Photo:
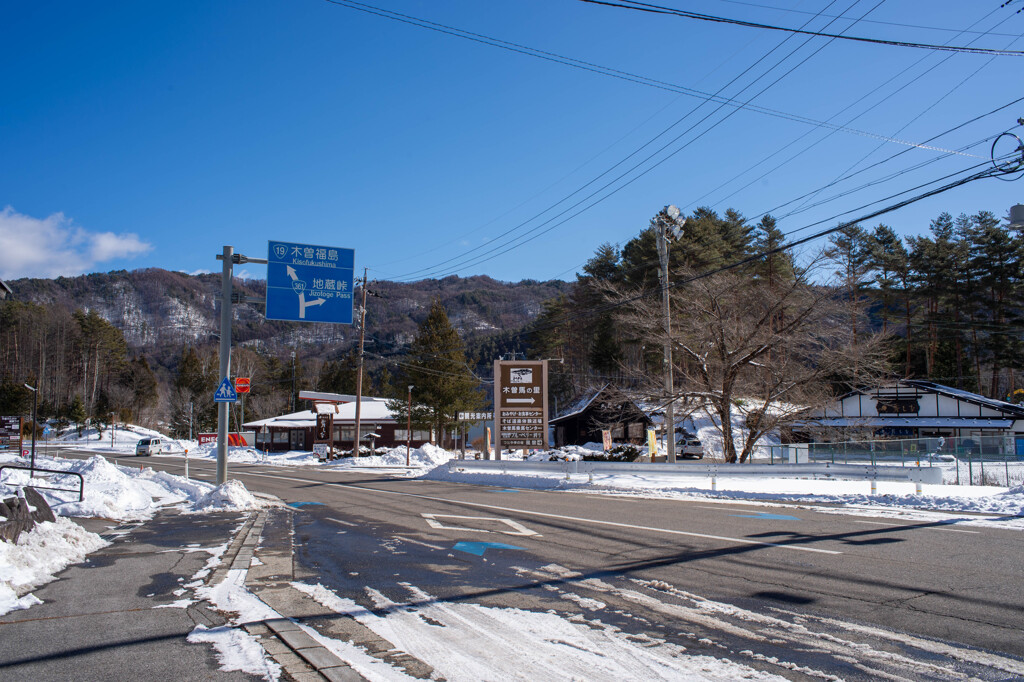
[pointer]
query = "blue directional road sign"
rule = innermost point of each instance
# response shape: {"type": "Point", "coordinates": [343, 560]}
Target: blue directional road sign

- - - - - - -

- [TASK ITEM] Transcribe all of the data above verbatim but omit every picture.

- [THE COMPLETED TASK]
Photo:
[pointer]
query = "blue directional road sign"
rule = innermost point of each instance
# response shape: {"type": "Point", "coordinates": [343, 560]}
Target: blue directional road sign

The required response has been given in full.